• **文書抜粋**
↓
これに対して、特許文献5では、エポキシ樹脂、硬化剤とともに、特定のガラス転移温度(Tg)を有する架橋微粒子を含む低弾性率熱硬化性樹脂組成物によって、絶縁性、熱衝撃性などの信頼性を改善する試みがされている。しかしながら、この場合も、耐性試験後の物性変化について信頼性は改善の余地があった。
【0006】
なお、特許文献6には、水性分散体の状態で使用される場合に、有機重合体の耐熱性を改善しうる、ポリシロキサンを複合した有機重合体粒子の製造方法が開示されている。
【特許文献1】特開平8−139457号公報
【特許文献2】特開2003−113205号公報
【特許文献3】特開2003−246849号公報
【特許文献4】特開2003−318499号公報
【特許文献5】特開2005−36136号公報
【特許文献6】特開平4−258636号公報
【発明の開示】
【発明が解決しようとする課題】
【0007】
本発明の目的は、機械的特性、熱的特性及び他の材料への密着性の経時劣化が極めて少ない硬化物を形成し得うる樹脂組成物を提供することにある。
【課題を解決するための手段】
【0008】
本発明者らは、上記課題を解決すべく鋭意研究を行った結果、特定のポリシロキサン複合架橋粒子を含む樹脂組成物を用いれば、機械的特性、熱的特性及び他の材料への密着性の経時劣化が極めて少ない硬化物が得られることを見出し、本発明を完成するに至った。
【0009】
本発明に係るポリシロキサン複合架橋粒子(B)は、架橋粒子(A)中にポリシロキサンを含むことを特徴とする。
本発明に係るポリシロキサン複合架橋粒子(B)の製造方法は、水系分散媒中に分散された架橋粒子(A)に、下記平均組成式(1)で表されるオルガノシロキサンを吸収させ、次いで、該オルガノシロキサンを縮合させて得られるポリシロキサンを、架橋粒子(A)に複合することを特徴とする。
(R1)aSiOb(OR2)c (1)
(式中、R1は炭素数1〜8の有機基を表し、R2は炭素数1〜5のアルキル基、炭素数1〜4のアシル基または水素原子を表し、a〜cは、a+2b+c=4、0≦a<4、0≦b≦1、および0≦c≦4を満たす。R1、R2が複数あるときは、それぞれ同一であっても異なっていてもよい。)
本発明に係る樹脂組成物は、ポリシロキサン複合架橋粒子(B)および耐熱性樹脂(C)を含むことを特徴とする。
↑
データセットの項目
↓
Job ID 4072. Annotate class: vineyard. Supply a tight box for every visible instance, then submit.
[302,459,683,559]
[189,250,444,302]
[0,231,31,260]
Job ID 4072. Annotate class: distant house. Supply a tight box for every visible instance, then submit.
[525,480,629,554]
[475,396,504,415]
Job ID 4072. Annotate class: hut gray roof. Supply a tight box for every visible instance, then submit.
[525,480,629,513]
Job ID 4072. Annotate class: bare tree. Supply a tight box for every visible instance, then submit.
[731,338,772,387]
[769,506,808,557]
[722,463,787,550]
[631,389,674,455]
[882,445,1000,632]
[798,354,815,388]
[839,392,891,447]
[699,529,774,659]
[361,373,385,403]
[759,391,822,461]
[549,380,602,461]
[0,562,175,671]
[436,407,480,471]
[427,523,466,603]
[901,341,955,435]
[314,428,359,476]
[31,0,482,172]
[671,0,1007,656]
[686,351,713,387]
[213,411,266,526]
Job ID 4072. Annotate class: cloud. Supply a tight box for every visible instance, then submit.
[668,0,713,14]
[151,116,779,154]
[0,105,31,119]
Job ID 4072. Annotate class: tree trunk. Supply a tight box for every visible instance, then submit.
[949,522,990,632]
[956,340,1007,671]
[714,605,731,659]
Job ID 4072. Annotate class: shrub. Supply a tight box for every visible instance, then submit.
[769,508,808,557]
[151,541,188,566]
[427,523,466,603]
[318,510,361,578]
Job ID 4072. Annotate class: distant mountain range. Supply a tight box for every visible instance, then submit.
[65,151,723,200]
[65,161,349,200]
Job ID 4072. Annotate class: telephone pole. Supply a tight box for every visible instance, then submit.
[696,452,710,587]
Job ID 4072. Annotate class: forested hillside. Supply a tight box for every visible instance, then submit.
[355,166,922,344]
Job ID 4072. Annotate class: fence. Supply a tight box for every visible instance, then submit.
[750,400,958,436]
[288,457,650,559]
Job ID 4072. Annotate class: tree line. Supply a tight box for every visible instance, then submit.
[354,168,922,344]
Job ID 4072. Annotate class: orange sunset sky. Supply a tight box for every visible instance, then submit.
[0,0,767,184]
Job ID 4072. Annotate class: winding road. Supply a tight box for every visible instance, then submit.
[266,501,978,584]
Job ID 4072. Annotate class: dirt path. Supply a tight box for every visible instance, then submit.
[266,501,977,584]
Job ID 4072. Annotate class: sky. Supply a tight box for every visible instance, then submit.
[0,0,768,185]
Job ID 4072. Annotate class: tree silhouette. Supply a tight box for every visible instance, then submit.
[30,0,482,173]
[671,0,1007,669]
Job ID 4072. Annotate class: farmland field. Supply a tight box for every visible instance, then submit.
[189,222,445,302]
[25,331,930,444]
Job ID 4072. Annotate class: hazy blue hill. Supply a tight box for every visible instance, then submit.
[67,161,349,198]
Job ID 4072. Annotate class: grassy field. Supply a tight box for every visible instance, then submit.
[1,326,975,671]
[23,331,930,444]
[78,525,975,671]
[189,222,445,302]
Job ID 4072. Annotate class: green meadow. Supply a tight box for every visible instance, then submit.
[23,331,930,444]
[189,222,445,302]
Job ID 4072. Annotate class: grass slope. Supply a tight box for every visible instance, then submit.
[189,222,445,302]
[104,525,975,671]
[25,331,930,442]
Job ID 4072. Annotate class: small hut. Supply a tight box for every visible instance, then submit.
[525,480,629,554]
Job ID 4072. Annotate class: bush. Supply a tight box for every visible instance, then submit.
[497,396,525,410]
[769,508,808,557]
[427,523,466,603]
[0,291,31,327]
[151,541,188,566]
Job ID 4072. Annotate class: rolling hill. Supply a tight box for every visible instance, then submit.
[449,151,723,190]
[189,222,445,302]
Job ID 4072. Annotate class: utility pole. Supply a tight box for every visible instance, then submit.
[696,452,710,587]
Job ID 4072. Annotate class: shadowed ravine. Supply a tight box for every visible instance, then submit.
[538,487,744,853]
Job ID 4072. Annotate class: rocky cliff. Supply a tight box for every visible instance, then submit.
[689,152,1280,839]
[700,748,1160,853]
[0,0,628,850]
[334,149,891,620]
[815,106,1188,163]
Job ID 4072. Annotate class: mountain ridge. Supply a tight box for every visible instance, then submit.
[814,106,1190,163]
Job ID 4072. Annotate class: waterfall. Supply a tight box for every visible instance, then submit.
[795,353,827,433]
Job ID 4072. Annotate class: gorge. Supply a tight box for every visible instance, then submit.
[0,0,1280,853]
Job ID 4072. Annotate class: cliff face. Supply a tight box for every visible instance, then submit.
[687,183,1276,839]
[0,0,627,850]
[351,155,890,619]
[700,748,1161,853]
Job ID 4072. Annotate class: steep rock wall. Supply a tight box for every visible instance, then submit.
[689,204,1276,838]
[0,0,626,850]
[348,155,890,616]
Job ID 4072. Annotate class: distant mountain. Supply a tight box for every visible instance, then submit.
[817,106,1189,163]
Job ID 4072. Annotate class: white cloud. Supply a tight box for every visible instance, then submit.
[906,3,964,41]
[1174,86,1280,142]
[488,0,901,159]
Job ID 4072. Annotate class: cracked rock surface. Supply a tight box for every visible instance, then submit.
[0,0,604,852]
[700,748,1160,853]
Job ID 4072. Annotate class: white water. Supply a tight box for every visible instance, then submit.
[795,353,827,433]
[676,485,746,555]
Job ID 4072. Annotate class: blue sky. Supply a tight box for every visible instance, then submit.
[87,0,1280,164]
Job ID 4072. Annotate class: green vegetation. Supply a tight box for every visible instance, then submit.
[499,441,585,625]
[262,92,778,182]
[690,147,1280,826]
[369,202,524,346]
↑
• **作業一覧**
a. 文書抜粋によると、本発明に係る樹脂組成物は何を含むことを特徴とするか。
b. 文書抜粋の「これに対して、特許文献5では」で始まる段落を、主な事実を残して箇条書きにまとめよ。

• **解答例**
a. ポリシロキサン複合架橋粒子(B)と耐熱性樹脂(C)を含むことを特徴とする。

b.
- 特許文献5の組成物は、エポキシ樹脂、硬化剤、特定のガラス転移温度(Tg)を持つ架橋微粒子を含む低弾性率熱硬化性樹脂組成物である。
- この組成物で、絶縁性、熱衝撃性などの信頼性の改善が試みられている。
- ただし、耐性試験後の物性変化に関する信頼性には改善の余地があった。